====== Entries
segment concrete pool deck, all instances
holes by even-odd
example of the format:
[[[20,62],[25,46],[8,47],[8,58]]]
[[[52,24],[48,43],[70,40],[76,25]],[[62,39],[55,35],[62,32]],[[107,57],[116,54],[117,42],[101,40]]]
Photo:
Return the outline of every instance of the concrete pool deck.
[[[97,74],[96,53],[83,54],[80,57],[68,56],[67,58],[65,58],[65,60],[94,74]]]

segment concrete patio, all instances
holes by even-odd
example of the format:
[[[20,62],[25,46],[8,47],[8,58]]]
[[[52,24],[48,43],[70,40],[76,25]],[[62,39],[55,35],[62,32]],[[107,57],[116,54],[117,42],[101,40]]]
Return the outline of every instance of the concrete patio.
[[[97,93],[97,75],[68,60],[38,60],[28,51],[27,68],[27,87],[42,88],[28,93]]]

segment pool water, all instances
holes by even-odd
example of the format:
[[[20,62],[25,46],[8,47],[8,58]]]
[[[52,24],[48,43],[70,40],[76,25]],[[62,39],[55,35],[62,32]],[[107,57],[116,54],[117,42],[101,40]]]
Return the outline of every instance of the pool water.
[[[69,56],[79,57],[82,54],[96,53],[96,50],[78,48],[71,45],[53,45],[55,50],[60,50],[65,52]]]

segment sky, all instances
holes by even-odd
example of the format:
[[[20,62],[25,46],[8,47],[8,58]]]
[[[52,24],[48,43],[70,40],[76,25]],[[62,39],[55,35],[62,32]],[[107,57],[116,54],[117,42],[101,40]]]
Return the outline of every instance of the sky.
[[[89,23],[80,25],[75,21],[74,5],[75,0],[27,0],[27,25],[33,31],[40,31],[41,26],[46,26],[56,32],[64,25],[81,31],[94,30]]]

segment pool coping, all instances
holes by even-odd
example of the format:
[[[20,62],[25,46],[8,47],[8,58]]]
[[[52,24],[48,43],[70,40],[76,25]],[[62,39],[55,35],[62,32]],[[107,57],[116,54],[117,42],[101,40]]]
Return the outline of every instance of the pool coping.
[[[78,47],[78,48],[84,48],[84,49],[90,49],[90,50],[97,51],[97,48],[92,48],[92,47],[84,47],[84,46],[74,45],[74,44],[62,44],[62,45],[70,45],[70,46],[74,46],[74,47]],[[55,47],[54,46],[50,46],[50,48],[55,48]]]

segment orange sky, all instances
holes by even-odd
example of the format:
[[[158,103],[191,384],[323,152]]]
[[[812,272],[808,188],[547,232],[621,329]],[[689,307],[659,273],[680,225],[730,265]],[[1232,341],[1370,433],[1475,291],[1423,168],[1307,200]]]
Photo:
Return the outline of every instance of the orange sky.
============
● Job: Repeat the records above in full, character for character.

● Exercise answer:
segment concrete pool deck, all instances
holes by even-odd
example of the format:
[[[20,62],[25,46],[8,47],[8,58]]]
[[[52,24],[48,43],[70,40],[76,25]],[[62,39],[55,35],[62,32]],[[107,57],[116,54],[117,42],[101,40]]]
Photo:
Return the outline of every instance of the concrete pool deck.
[[[97,74],[96,53],[83,54],[80,57],[68,56],[67,58],[65,58],[65,60],[94,74]]]

segment concrete patio, all instances
holes by even-odd
example of the format:
[[[20,62],[25,46],[8,47],[8,58]]]
[[[52,24],[48,43],[70,40],[76,25]],[[62,39],[55,35],[62,32]],[[107,57],[116,54],[117,42],[101,40]]]
Return the outline of every instance of the concrete patio.
[[[97,93],[97,75],[68,60],[38,60],[28,51],[27,68],[27,87],[42,88],[28,93]]]

segment pool water, all instances
holes by even-odd
example of the format:
[[[20,62],[25,46],[8,47],[8,58]]]
[[[52,24],[48,43],[70,40],[76,25]],[[62,39],[55,35],[62,32]],[[107,57],[116,54],[117,42],[101,40]]]
Return the outline of every instance of the pool water.
[[[69,56],[79,57],[82,54],[96,53],[96,50],[78,48],[71,45],[53,45],[55,50],[60,50],[65,52]]]

segment sky, all instances
holes by even-odd
example of the format:
[[[20,62],[25,46],[8,47],[8,58]]]
[[[52,24],[48,43],[70,40],[76,25]],[[62,39],[55,35],[62,32]],[[107,57],[116,54],[117,42],[101,40]]]
Return the outline of every instance of the sky.
[[[89,23],[80,25],[75,21],[74,5],[75,0],[27,0],[27,25],[33,31],[40,31],[41,26],[46,26],[56,32],[64,25],[81,31],[94,30]]]

segment pool coping, all instances
holes by even-odd
example of the format:
[[[20,62],[25,46],[8,47],[8,58]]]
[[[52,24],[48,43],[70,40],[76,25]],[[62,39],[55,35],[62,32]],[[107,57],[116,54],[117,42],[101,40]]]
Return the outline of every instance of the pool coping.
[[[78,47],[78,48],[84,48],[84,49],[90,49],[90,50],[97,51],[97,48],[92,48],[92,47],[84,47],[84,46],[74,45],[74,44],[62,44],[62,45],[70,45],[70,46],[74,46],[74,47]],[[55,47],[54,46],[50,46],[50,48],[55,48]]]

segment orange sky, all instances
holes by even-odd
example of the format:
[[[158,103],[191,384],[323,152]]]
[[[812,272],[808,188],[547,232],[621,329]],[[689,307],[659,273],[680,225],[730,265]],[[1232,341],[1370,433],[1475,291],[1423,168],[1307,200]]]
Photo:
Return the outline of every instance of the orange sky.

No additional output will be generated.